Photo object pointing records -
⁂

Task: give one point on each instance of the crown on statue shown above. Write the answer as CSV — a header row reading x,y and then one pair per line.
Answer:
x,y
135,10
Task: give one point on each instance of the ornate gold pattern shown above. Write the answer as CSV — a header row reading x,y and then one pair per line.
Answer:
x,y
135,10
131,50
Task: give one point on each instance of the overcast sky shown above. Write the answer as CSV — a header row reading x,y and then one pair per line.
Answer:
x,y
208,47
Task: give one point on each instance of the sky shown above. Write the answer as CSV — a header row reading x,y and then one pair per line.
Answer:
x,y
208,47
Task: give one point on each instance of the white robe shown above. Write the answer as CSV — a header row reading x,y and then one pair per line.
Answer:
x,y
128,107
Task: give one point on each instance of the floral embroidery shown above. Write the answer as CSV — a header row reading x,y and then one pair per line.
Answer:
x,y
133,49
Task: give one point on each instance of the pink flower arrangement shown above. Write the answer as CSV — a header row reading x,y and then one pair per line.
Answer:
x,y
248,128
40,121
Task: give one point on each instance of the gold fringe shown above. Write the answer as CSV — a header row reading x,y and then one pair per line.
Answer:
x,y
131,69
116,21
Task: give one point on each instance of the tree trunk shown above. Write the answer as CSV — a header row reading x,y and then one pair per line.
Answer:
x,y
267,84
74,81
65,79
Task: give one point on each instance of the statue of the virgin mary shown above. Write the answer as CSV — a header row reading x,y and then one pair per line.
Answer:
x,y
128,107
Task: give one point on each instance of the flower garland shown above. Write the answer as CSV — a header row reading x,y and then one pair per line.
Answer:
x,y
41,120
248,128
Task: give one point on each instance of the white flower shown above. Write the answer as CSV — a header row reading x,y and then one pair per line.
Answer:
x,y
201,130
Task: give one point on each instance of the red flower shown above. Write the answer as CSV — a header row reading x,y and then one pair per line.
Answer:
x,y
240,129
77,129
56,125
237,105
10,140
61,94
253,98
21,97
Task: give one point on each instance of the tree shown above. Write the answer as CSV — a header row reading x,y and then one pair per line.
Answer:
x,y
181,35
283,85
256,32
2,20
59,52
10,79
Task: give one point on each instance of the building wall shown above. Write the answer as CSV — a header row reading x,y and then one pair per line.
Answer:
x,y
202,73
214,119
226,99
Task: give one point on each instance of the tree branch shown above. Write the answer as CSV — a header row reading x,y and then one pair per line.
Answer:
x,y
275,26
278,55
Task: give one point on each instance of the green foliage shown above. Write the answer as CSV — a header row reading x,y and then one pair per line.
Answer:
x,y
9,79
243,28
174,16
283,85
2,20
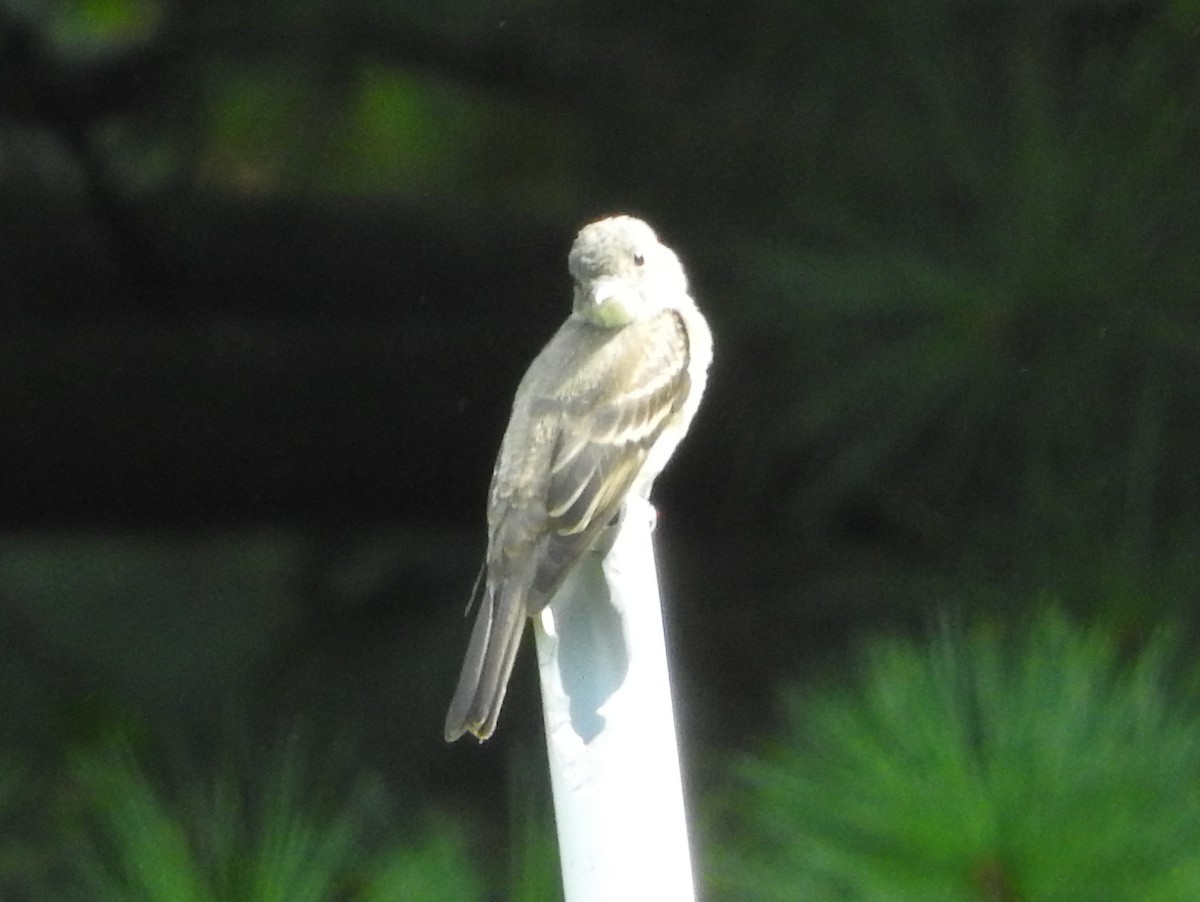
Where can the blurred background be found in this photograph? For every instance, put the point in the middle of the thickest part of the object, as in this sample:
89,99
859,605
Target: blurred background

⁂

REQUIRED WORK - Pictures are not part of the copy; reproduce exactly and only the lines from the line containing "Task: give one point on each instance of the statue" through the end of the listing.

REPLY TO THE EXERCISE -
Task: give one point on each instance of the statue of the virgin mary shown above. Write the answer as CSV — a header row reading x,y and then one pair per line.
Answer:
x,y
128,107
Task: give one point on each instance of the flower garland shown above. Write the answer as CSV — a header row reading x,y and then one pair per line.
Answer:
x,y
41,120
248,128
Task: give one point on each instance of the white flower shown above. Write the answer as CSV — a header row reading x,y and then one pair per line.
Answer:
x,y
201,130
Task: give one point on each instance of the red flower shown above. Write the answer as CSV — a header row reading x,y and then one pair per line.
Answer:
x,y
240,129
77,129
56,125
237,105
10,140
61,94
253,98
21,97
Task: give one point on each instance of the tree shown above. Write the answer as CSV — a header row reading x,y and then one pair per line.
Answer:
x,y
181,35
283,85
256,32
2,20
59,52
10,79
Task: give one point on each instance of the building wall shown above. Write the answer as CSV — a header row reading x,y and then one pair per line.
Answer:
x,y
202,73
214,119
226,99
Task: give one point on each instance of the tree branch shown above. Write the answer as CSV — a header row reading x,y and then one pair per line.
Answer:
x,y
275,26
278,55
Task: give one point on each instance of the green foliage shown above. Write the answer as CSV — a header row reading x,y and then one pair per line.
Answer:
x,y
9,79
243,28
174,16
283,85
2,20
Where can the blurred background be found in this photograph? For every instance, put the point in the middle of the thickest part of the object, as in this sample:
89,99
859,605
Target: blurred background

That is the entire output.